▶ _Exercise input_
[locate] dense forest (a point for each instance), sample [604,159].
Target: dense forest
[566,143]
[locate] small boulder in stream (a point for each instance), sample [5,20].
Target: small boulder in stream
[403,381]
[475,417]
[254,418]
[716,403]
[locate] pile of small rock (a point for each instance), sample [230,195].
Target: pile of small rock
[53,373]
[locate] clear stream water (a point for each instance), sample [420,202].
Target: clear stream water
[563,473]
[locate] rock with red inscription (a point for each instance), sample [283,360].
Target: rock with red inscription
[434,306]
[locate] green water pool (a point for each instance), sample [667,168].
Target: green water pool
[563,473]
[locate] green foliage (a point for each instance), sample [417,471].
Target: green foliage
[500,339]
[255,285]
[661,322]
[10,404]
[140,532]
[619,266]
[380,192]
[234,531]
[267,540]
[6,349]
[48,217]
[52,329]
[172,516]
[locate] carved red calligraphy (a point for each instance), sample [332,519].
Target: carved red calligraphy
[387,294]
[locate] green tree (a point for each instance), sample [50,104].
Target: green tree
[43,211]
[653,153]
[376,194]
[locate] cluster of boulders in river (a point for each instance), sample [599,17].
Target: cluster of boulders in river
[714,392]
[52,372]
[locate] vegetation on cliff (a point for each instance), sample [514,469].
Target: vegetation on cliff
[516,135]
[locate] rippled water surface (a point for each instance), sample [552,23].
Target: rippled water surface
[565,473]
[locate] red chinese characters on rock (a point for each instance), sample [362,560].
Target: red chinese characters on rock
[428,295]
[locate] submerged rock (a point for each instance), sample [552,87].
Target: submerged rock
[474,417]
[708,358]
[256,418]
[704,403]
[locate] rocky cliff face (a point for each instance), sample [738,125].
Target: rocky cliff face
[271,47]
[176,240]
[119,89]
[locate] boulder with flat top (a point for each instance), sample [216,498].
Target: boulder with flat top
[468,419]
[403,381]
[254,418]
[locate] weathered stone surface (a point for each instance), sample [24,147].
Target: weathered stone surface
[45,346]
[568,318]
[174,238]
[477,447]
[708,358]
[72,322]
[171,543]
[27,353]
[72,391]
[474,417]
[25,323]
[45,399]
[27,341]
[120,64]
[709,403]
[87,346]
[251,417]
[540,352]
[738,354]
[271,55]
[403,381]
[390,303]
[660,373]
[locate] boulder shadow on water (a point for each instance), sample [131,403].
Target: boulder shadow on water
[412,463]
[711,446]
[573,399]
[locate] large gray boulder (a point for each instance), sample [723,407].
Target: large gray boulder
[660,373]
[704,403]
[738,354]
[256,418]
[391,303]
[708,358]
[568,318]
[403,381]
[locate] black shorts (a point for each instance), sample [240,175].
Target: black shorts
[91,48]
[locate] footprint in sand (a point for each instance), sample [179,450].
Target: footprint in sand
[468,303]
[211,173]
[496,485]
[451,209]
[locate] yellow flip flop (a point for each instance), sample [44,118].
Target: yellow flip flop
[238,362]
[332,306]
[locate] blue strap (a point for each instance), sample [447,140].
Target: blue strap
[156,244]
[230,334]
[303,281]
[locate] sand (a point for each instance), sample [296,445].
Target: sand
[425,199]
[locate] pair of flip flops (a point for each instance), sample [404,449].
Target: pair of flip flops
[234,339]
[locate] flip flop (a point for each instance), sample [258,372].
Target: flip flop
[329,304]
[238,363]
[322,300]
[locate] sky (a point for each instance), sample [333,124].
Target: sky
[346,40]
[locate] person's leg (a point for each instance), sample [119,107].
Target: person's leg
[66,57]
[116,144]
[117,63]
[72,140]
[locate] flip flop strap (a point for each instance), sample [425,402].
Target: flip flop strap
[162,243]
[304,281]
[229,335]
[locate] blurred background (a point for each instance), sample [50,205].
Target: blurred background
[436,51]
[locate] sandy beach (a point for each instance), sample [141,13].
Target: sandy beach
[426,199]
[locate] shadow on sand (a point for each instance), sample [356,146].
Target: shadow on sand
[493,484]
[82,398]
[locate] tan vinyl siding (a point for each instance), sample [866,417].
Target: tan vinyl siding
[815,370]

▶ _Required action_
The records shown above should be given again word for word.

▶ _Response to the exercise_
[locate] dense forest (a point for each instance), sample [604,159].
Target: dense forest
[566,143]
[locate] small boulder in stream (a point for each instance), sample [5,20].
Target: small boulder in stream
[403,381]
[475,417]
[254,418]
[716,403]
[locate] pile of small rock (a point for each instance), sample [230,195].
Target: pile of small rock
[53,373]
[locate] clear stream water (a point for each instance), sample [420,202].
Target: clear stream water
[563,473]
[locate] rock with red inscription (a point for each instance), sample [283,360].
Target: rock with red inscription
[434,306]
[locate] green water pool (a point for each instance), sample [667,168].
Target: green water pool
[563,473]
[locate] green foliage (a point for each instance), sample [417,471].
Target: green foliage
[500,339]
[255,285]
[661,322]
[10,404]
[140,532]
[619,266]
[380,192]
[234,531]
[267,540]
[6,349]
[48,217]
[52,329]
[172,516]
[locate] carved red calligraphy (a point for each instance), sample [332,519].
Target: carved red calligraphy
[387,294]
[locate] green tree (a point for each instance), sample [50,104].
Target: green tree
[43,211]
[653,153]
[376,194]
[locate] cluster of boulders in river (a point for each instance), sample [599,17].
Target: cluster of boulders in river
[714,392]
[52,372]
[locate] vegetation on cliff (a point for each instance), sample [514,469].
Target: vegetation on cliff
[516,135]
[locate] rippled water surface (a point for each instance), sample [552,23].
Target: rippled water surface
[565,473]
[locate] red chinese characters on rock (a point for each instance), sample [362,560].
Target: red chinese characters on rock
[428,295]
[locate] submerged rock (a point for each instance), sample [552,87].
Target: submerged rock
[474,417]
[708,358]
[256,418]
[704,403]
[locate] rocky cliff face (a point for each instance), sample [738,125].
Target: rocky cliff face
[271,47]
[176,240]
[119,89]
[locate] boulder with flat top (a point for each instance), sample [216,498].
Target: boulder with flat top
[468,419]
[403,381]
[254,418]
[locate] weathered stone surface (a point for each instance), sample [24,147].
Target: weathered stone surface
[45,346]
[568,318]
[174,238]
[477,447]
[708,358]
[72,322]
[171,543]
[27,353]
[72,391]
[474,417]
[25,323]
[45,399]
[27,341]
[120,64]
[709,403]
[87,346]
[251,417]
[540,352]
[738,354]
[271,55]
[403,381]
[390,303]
[660,373]
[locate] boulder shadow on water (a point for each instance), sample [131,403].
Target: boulder shadow on water
[412,463]
[711,446]
[573,399]
[locate] large gray boulder (a point for each instance), sample [723,407].
Target: large gray boulder
[660,373]
[704,403]
[738,354]
[256,418]
[391,303]
[708,358]
[568,318]
[403,381]
[locate] black shorts (a point for each instance), sample [240,175].
Target: black shorts
[91,48]
[locate] footprint in sand (a point for each instance), sample [179,450].
Target: footprint in sand
[468,303]
[211,173]
[496,485]
[451,209]
[locate] yellow flip flop (a point for each instance), sample [44,118].
Target: yellow flip flop
[238,362]
[332,306]
[locate] blue strap (a point for each instance), sample [447,140].
Target: blue strap
[156,244]
[230,334]
[303,281]
[locate] sand (a point for each instance), sample [296,445].
Target: sand
[425,199]
[locate] pair of flip flops (a point for each instance), sample [404,449].
Target: pair of flip flops
[234,339]
[locate] flip flop (a point for each instance), sample [258,372].
Target: flip flop
[329,304]
[238,363]
[322,300]
[locate] sky (a point for each instance), sample [333,124].
Target: sky
[346,40]
[locate] person's leg (a point for each instance), sample [119,107].
Target: person's leg
[66,57]
[116,144]
[117,63]
[72,140]
[locate] flip flop strap (a point for each instance), sample [425,402].
Target: flip flop strap
[162,243]
[304,281]
[229,335]
[locate] blurred background (a point for each instance), sample [50,205].
Target: blurred background
[436,51]
[locate] sandy beach (a point for each instance), sample [141,13].
Target: sandy beach
[426,199]
[locate] shadow on sand (a point for each instance), sample [356,146].
Target: shadow on sand
[493,484]
[82,398]
[locate] tan vinyl siding (a point for each instance), sample [866,417].
Target: tan vinyl siding
[815,370]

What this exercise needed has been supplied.